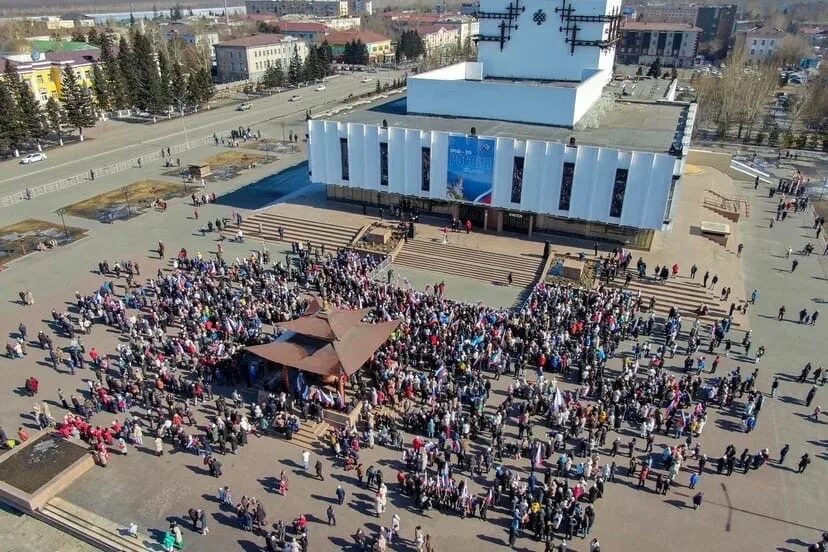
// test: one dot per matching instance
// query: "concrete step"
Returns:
(486, 273)
(92, 528)
(455, 252)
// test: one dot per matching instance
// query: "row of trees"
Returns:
(410, 46)
(23, 122)
(142, 77)
(317, 65)
(356, 53)
(739, 98)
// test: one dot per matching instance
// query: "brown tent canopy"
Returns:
(327, 343)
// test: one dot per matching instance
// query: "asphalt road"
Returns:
(115, 141)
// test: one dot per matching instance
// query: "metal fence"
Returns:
(106, 170)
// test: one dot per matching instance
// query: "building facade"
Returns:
(247, 59)
(674, 44)
(717, 23)
(379, 46)
(316, 8)
(495, 141)
(43, 73)
(758, 45)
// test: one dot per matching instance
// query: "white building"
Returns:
(248, 58)
(760, 44)
(318, 8)
(518, 141)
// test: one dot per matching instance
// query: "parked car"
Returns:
(33, 158)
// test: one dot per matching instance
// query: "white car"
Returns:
(33, 158)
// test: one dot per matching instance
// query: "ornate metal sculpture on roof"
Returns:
(508, 23)
(570, 28)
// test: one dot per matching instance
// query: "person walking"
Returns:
(803, 463)
(809, 398)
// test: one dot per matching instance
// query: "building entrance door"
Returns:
(474, 213)
(516, 222)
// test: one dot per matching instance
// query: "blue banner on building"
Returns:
(470, 169)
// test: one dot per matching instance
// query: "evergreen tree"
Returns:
(148, 82)
(127, 72)
(10, 130)
(295, 68)
(77, 103)
(93, 37)
(54, 116)
(164, 93)
(313, 69)
(100, 87)
(274, 76)
(348, 53)
(361, 53)
(178, 87)
(28, 109)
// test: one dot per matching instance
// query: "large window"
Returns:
(383, 164)
(618, 191)
(566, 186)
(425, 185)
(517, 179)
(343, 153)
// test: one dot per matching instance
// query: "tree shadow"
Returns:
(680, 504)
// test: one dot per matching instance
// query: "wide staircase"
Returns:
(683, 293)
(309, 435)
(478, 264)
(265, 227)
(89, 527)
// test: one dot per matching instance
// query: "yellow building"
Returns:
(43, 72)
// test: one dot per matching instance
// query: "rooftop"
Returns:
(256, 40)
(628, 125)
(367, 37)
(657, 26)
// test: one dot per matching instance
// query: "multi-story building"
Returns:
(439, 37)
(673, 44)
(309, 31)
(317, 8)
(498, 141)
(247, 59)
(379, 46)
(760, 44)
(717, 23)
(190, 35)
(44, 72)
(668, 14)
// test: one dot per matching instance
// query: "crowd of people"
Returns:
(184, 331)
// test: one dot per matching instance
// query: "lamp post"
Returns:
(60, 212)
(126, 196)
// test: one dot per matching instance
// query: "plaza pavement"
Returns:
(773, 508)
(112, 142)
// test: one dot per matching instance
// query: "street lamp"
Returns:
(126, 195)
(60, 213)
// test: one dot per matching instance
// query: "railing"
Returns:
(107, 170)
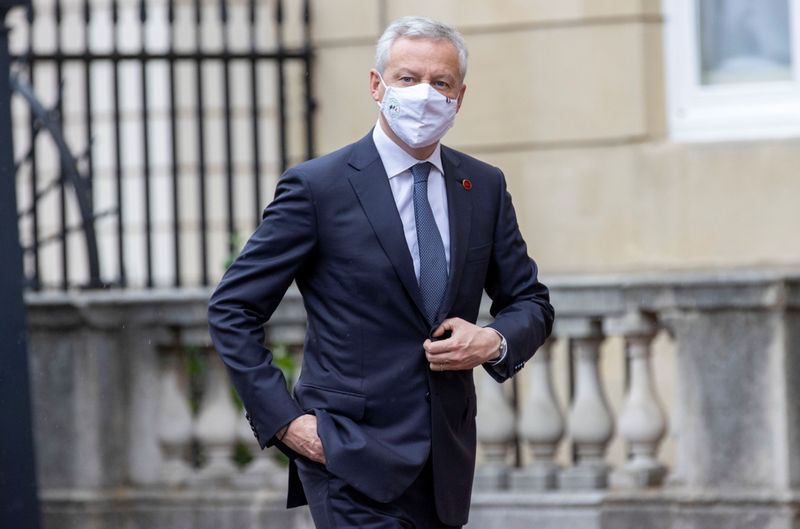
========================================================================
**INSTRUCTIONS FOR THE TASK**
Could you copy each line above exactly as written, minus any pictures?

**ANSWER SPACE**
// test: one dot per matching instance
// query: "concrete step"
Returns:
(486, 273)
(92, 528)
(455, 252)
// test: one dot per matching instance
// query: "row of trees"
Returns:
(410, 46)
(23, 122)
(142, 77)
(317, 65)
(356, 53)
(739, 98)
// test: one dot per matching instance
// query: "brown tent canopy"
Returns:
(327, 343)
// test: one dot per matching instance
// query: "asphalt road"
Returns:
(115, 141)
// test: one dot per matching instance
// query: "metal fence"
Returns:
(106, 170)
// test: one dot per matching instance
// query: "building facade"
Returns:
(247, 59)
(674, 44)
(717, 23)
(379, 46)
(316, 8)
(495, 141)
(43, 73)
(758, 45)
// test: one dot per matching instance
// query: "white building"
Returns:
(248, 58)
(760, 44)
(318, 8)
(518, 141)
// test: one dot per matching instance
// query: "parked car"
Returns:
(33, 158)
// test: one dot per matching instance
// query: "white car"
Returns:
(33, 158)
// test: one dot per matching instance
// query: "ornate metal sculpture on roof"
Returns:
(508, 23)
(570, 28)
// test: one dot per matching instance
// query: "person walking"
Returns:
(803, 463)
(809, 398)
// test: one dot per matching instance
// query: "building entrance door"
Returns:
(474, 213)
(516, 222)
// test: one dot per matching instance
// query: "blue banner on building"
Returns:
(470, 169)
// test: one dot per matching instance
// query: "evergreen tree"
Returns:
(148, 82)
(127, 72)
(10, 130)
(295, 68)
(77, 103)
(93, 37)
(54, 116)
(164, 93)
(313, 69)
(100, 87)
(274, 76)
(348, 53)
(361, 53)
(178, 87)
(28, 109)
// test: one dot per matching instance
// query: "large window"
Returns:
(383, 164)
(618, 191)
(566, 186)
(425, 185)
(517, 179)
(343, 153)
// test: one dot per matching instance
// query: "tree shadow"
Returns:
(680, 504)
// test: one dot per matching instance
// query: "wide staircase"
Returns:
(683, 293)
(309, 435)
(478, 264)
(265, 227)
(89, 527)
// test: one dot per matching instance
// query: "yellow building"
Returns:
(43, 72)
// test: one dot per matching instance
// query: "rooftop"
Returns:
(256, 40)
(628, 125)
(367, 37)
(657, 26)
// test: one dot per matching instance
// query: "multi-story building"
Returns:
(439, 37)
(673, 44)
(309, 31)
(317, 8)
(498, 141)
(247, 59)
(379, 46)
(760, 44)
(717, 23)
(190, 35)
(44, 72)
(668, 14)
// test: one dot per matching instance
// query: "crowd of people"
Returns:
(184, 331)
// test: one dot per matching instance
// query: "lamp post"
Returns:
(60, 212)
(126, 196)
// test: one dot per matching instance
// query: "plaza pavement"
Returns:
(773, 508)
(112, 142)
// test: one dot per matching instance
// query: "street lamp"
Returns:
(126, 195)
(60, 213)
// test: one dot per matching instance
// query: "railing"
Returns:
(107, 170)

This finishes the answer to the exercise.